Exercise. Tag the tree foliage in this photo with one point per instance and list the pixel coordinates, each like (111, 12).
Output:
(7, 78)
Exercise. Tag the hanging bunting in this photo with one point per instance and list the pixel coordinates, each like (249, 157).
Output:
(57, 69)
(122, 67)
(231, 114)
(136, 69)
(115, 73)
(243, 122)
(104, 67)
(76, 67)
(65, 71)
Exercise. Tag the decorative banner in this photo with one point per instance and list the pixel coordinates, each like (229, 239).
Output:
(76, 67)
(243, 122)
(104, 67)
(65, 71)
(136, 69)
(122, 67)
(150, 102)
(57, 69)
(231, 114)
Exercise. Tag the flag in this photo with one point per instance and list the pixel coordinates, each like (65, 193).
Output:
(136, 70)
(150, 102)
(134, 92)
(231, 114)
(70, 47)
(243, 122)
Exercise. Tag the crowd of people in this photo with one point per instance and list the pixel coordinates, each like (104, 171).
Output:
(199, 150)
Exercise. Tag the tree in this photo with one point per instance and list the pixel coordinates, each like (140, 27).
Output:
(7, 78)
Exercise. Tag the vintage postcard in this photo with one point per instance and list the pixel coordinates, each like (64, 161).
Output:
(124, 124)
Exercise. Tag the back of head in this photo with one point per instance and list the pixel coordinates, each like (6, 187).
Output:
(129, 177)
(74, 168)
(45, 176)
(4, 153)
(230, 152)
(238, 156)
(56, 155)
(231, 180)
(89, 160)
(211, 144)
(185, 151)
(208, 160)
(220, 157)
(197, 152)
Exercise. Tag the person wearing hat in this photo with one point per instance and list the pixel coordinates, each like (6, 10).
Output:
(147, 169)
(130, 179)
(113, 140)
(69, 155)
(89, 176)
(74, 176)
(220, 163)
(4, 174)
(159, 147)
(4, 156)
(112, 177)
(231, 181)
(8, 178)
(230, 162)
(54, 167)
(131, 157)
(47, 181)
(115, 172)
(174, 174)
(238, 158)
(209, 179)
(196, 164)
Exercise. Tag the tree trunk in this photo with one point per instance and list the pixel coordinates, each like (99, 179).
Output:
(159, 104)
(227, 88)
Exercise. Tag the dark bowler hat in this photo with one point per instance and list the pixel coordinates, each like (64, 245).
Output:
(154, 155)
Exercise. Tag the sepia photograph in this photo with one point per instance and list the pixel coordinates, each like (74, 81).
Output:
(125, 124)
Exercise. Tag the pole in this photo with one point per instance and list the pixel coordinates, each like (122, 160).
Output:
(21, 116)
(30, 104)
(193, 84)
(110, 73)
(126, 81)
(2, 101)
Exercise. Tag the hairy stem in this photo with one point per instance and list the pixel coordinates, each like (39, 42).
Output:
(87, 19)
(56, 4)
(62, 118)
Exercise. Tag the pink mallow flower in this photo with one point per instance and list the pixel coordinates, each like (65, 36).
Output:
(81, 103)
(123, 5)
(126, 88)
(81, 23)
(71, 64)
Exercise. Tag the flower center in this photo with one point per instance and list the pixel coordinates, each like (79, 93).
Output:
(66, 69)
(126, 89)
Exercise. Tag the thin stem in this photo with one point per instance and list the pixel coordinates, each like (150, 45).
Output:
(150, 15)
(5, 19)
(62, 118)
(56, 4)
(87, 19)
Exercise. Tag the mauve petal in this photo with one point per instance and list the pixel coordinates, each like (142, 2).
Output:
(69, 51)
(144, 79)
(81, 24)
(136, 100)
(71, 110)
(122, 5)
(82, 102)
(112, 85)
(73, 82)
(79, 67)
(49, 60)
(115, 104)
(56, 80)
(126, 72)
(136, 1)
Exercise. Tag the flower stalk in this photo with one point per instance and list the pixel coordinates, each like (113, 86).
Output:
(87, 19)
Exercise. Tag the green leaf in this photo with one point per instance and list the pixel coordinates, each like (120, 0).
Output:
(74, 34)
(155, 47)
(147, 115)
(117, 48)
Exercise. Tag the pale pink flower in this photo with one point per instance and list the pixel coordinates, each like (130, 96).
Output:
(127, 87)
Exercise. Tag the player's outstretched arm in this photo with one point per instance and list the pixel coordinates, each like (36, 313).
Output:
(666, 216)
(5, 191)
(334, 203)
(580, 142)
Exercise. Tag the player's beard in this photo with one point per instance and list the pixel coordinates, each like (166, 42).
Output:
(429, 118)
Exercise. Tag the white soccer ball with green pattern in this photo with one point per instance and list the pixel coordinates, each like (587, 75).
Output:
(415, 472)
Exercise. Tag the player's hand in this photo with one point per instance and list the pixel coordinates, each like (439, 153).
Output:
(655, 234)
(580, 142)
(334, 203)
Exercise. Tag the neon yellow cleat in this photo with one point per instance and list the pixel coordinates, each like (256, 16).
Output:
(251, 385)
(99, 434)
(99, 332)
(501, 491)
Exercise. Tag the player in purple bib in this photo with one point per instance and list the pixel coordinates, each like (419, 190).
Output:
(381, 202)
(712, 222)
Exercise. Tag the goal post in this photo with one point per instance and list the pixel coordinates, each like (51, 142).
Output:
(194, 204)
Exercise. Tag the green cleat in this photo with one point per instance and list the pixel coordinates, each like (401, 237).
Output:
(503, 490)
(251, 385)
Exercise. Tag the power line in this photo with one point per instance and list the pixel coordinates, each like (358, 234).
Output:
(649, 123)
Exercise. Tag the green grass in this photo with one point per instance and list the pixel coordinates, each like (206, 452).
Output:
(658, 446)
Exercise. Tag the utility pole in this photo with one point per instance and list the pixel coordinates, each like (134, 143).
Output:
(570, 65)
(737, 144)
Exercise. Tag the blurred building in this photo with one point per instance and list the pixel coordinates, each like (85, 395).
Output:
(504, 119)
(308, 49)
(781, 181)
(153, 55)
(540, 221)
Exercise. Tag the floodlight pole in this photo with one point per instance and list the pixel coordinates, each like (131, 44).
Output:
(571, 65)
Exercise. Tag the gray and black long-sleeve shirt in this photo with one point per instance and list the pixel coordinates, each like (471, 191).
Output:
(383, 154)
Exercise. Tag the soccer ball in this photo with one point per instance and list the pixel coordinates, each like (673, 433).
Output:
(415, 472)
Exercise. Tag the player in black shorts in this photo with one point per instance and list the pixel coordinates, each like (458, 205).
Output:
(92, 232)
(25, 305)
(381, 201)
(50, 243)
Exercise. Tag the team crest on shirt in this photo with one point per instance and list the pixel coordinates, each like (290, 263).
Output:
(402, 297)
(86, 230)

------------------------------------

- TASK DESCRIPTION: Please output every line of the entries above as a Markdown table, leaving out blank lines, with a Row column for the row number and an Entry Line column for the line itself.

- EXERCISE OUTPUT:
| Row | Entry Line |
|---|---|
| 1 | Exercise. Tag the tree foliage in this photo with one point per instance and list the pixel coordinates, each like (111, 12). |
| 2 | Output: |
| 3 | (7, 78) |
| 4 | Exercise. Tag the hanging bunting in this photo with one point per instance and list the pixel coordinates, each like (249, 157). |
| 5 | Output: |
| 6 | (57, 69) |
| 7 | (122, 67) |
| 8 | (231, 114) |
| 9 | (136, 69) |
| 10 | (115, 73) |
| 11 | (243, 122) |
| 12 | (104, 67) |
| 13 | (76, 67) |
| 14 | (65, 71) |
| 15 | Exercise. Tag the decorative banner in this photo with one point per instance and list the pixel coordinates, each like (229, 239). |
| 16 | Output: |
| 17 | (76, 67) |
| 18 | (243, 122) |
| 19 | (104, 67) |
| 20 | (65, 71) |
| 21 | (136, 69) |
| 22 | (122, 67) |
| 23 | (150, 102) |
| 24 | (57, 69) |
| 25 | (231, 114) |
| 26 | Exercise. Tag the flag in this photo with one point per instance and list the pixel coordinates, each like (65, 193). |
| 27 | Output: |
| 28 | (136, 70) |
| 29 | (150, 102) |
| 30 | (134, 92) |
| 31 | (231, 114) |
| 32 | (70, 47) |
| 33 | (243, 122) |
| 34 | Exercise. Tag the crowd of people in this photo with one point per instance and list the pixel coordinates, each like (104, 171). |
| 35 | Output: |
| 36 | (199, 150) |
| 37 | Exercise. Tag the tree in this photo with one point per instance and list the pixel coordinates, each like (140, 27). |
| 38 | Output: |
| 39 | (7, 78) |
| 40 | Exercise. Tag the vintage postcard in this photo with one point per instance and list the pixel coordinates, each like (64, 161). |
| 41 | Output: |
| 42 | (124, 124) |
| 43 | Exercise. Tag the back of head in this photo with one point per instance and list the pixel coordinates, each like (6, 187). |
| 44 | Output: |
| 45 | (129, 177) |
| 46 | (74, 168) |
| 47 | (45, 176) |
| 48 | (4, 153) |
| 49 | (230, 152) |
| 50 | (238, 156) |
| 51 | (56, 155) |
| 52 | (231, 180) |
| 53 | (89, 160) |
| 54 | (211, 144) |
| 55 | (185, 151) |
| 56 | (208, 160) |
| 57 | (220, 157) |
| 58 | (197, 152) |
| 59 | Exercise. Tag the person wearing hat in this photo with one point per instance and list the pixel coordinates, each like (6, 10). |
| 60 | Output: |
| 61 | (147, 169) |
| 62 | (130, 179) |
| 63 | (113, 140) |
| 64 | (69, 155) |
| 65 | (89, 176) |
| 66 | (74, 176) |
| 67 | (220, 163) |
| 68 | (4, 174) |
| 69 | (159, 147) |
| 70 | (4, 156) |
| 71 | (112, 177) |
| 72 | (231, 181) |
| 73 | (8, 178) |
| 74 | (230, 162) |
| 75 | (54, 167) |
| 76 | (131, 157) |
| 77 | (47, 181) |
| 78 | (115, 172) |
| 79 | (174, 174) |
| 80 | (238, 158) |
| 81 | (209, 179) |
| 82 | (196, 164) |
| 83 | Exercise. Tag the tree trunk in this photo with one point per instance and list the pixel coordinates, each like (99, 179). |
| 84 | Output: |
| 85 | (159, 104) |
| 86 | (227, 88) |
| 87 | Exercise. Tag the dark bowler hat in this photo with one point per instance and list the pixel coordinates, each like (64, 245). |
| 88 | Output: |
| 89 | (154, 155) |
| 90 | Exercise. Tag the sepia photograph in this photo with one point per instance and list the pixel coordinates, each like (74, 81). |
| 91 | Output: |
| 92 | (125, 124) |
| 93 | Exercise. Tag the pole in this photo with one point per instance and list the pixel coordinates, each like (122, 160). |
| 94 | Output: |
| 95 | (21, 116) |
| 96 | (30, 104) |
| 97 | (193, 84) |
| 98 | (110, 73) |
| 99 | (126, 81) |
| 100 | (2, 101) |
| 101 | Exercise. Tag the hairy stem in this photo with one point per instance and list the pixel coordinates, each like (39, 42). |
| 102 | Output: |
| 103 | (87, 19) |
| 104 | (56, 4) |
| 105 | (62, 118) |
| 106 | Exercise. Tag the pink mallow flower in this photo with one point per instance and list the pixel coordinates, each like (65, 36). |
| 107 | Output: |
| 108 | (81, 103) |
| 109 | (123, 5) |
| 110 | (126, 88) |
| 111 | (81, 23) |
| 112 | (71, 64) |
| 113 | Exercise. Tag the flower center in this photo with one point per instance and list the pixel coordinates, each like (79, 93). |
| 114 | Output: |
| 115 | (66, 69) |
| 116 | (126, 89) |
| 117 | Exercise. Tag the thin stem in this photo with one point per instance and list the pixel coordinates, each like (150, 45). |
| 118 | Output: |
| 119 | (150, 15) |
| 120 | (5, 19) |
| 121 | (62, 118) |
| 122 | (56, 4) |
| 123 | (87, 19) |
| 124 | Exercise. Tag the mauve petal in this photo with one point per instance and list the pixel coordinates, each like (142, 2). |
| 125 | Output: |
| 126 | (69, 51) |
| 127 | (144, 79) |
| 128 | (81, 24) |
| 129 | (136, 100) |
| 130 | (71, 110) |
| 131 | (122, 5) |
| 132 | (82, 102) |
| 133 | (112, 85) |
| 134 | (73, 82) |
| 135 | (79, 67) |
| 136 | (49, 60) |
| 137 | (115, 104) |
| 138 | (56, 80) |
| 139 | (126, 72) |
| 140 | (136, 1) |
| 141 | Exercise. Tag the flower stalk in this photo with one point per instance and list the pixel coordinates, each like (113, 86). |
| 142 | Output: |
| 143 | (87, 19) |
| 144 | Exercise. Tag the green leaf in this photo with one point per instance and list the pixel coordinates, each like (120, 0). |
| 145 | Output: |
| 146 | (74, 34) |
| 147 | (155, 47) |
| 148 | (147, 115) |
| 149 | (117, 48) |
| 150 | Exercise. Tag the pale pink flower in this photo with one point per instance and list the pixel coordinates, each like (130, 96). |
| 151 | Output: |
| 152 | (127, 87) |
| 153 | Exercise. Tag the player's outstretched arm in this photo with one point per instance and list the pixel coordinates, each like (36, 313). |
| 154 | Output: |
| 155 | (666, 216) |
| 156 | (5, 191) |
| 157 | (334, 203) |
| 158 | (580, 142) |
| 159 | Exercise. Tag the player's beard in this photo with one point per instance and list the pixel coordinates, each like (166, 42). |
| 160 | Output: |
| 161 | (429, 118) |
| 162 | Exercise. Tag the white soccer ball with green pattern in this photo with one point per instance and list the pixel coordinates, each like (587, 75). |
| 163 | Output: |
| 164 | (415, 472) |
| 165 | Exercise. Tag the player's hand in this photo with one point per instance and list the pixel coordinates, each like (439, 153). |
| 166 | Output: |
| 167 | (655, 234) |
| 168 | (580, 142) |
| 169 | (334, 203) |
| 170 | Exercise. Tag the neon yellow cleat in this photo with one point per instance and list the pixel coordinates, each like (256, 16). |
| 171 | Output: |
| 172 | (251, 385) |
| 173 | (99, 434) |
| 174 | (99, 332) |
| 175 | (501, 491) |
| 176 | Exercise. Tag the player in purple bib in this photo with one point per instance and list the pixel coordinates, each like (419, 190). |
| 177 | Output: |
| 178 | (381, 202) |
| 179 | (712, 222) |
| 180 | Exercise. Tag the goal post in this photo with one point per instance and list the pixel coordinates, each like (51, 142). |
| 181 | Output: |
| 182 | (194, 204) |
| 183 | Exercise. Tag the green cleat in this photo with one point per instance and list the pixel coordinates, each like (401, 237). |
| 184 | Output: |
| 185 | (503, 490) |
| 186 | (251, 385) |
| 187 | Exercise. Tag the power line in this photo with one point per instance and list the pixel coordinates, each like (358, 234). |
| 188 | Output: |
| 189 | (649, 123) |
| 190 | Exercise. Tag the green grass in this photo with one point per instance and list the pixel coordinates, each like (206, 452). |
| 191 | Output: |
| 192 | (658, 446) |
| 193 | Exercise. Tag the utility pole in this photo with one point per instance and list the pixel coordinates, each like (134, 143). |
| 194 | Output: |
| 195 | (570, 65) |
| 196 | (737, 144) |
| 197 | Exercise. Tag the blurred building in this photo with one point per instance and list the pixel coordinates, each like (85, 395). |
| 198 | Output: |
| 199 | (504, 119) |
| 200 | (308, 49) |
| 201 | (781, 181) |
| 202 | (153, 55) |
| 203 | (540, 221) |
| 204 | Exercise. Tag the floodlight pole in this photo with one point per instance and list the pixel coordinates, each like (131, 44). |
| 205 | Output: |
| 206 | (571, 65) |
| 207 | Exercise. Tag the gray and black long-sleeve shirt in this photo with one point per instance and list the pixel coordinates, each like (471, 191). |
| 208 | Output: |
| 209 | (383, 154) |
| 210 | Exercise. Tag the soccer ball in this photo with one point per instance and list the pixel coordinates, each like (673, 433). |
| 211 | Output: |
| 212 | (415, 472) |
| 213 | Exercise. Tag the player in black shorts in this photo with one point per instance and list the pixel coordinates, each like (458, 205). |
| 214 | Output: |
| 215 | (92, 232) |
| 216 | (25, 305) |
| 217 | (381, 201) |
| 218 | (50, 243) |
| 219 | Exercise. Tag the team crest on shirt in this photo with one point per instance and list the pixel coordinates, each like (290, 263). |
| 220 | Output: |
| 221 | (402, 297) |
| 222 | (86, 230) |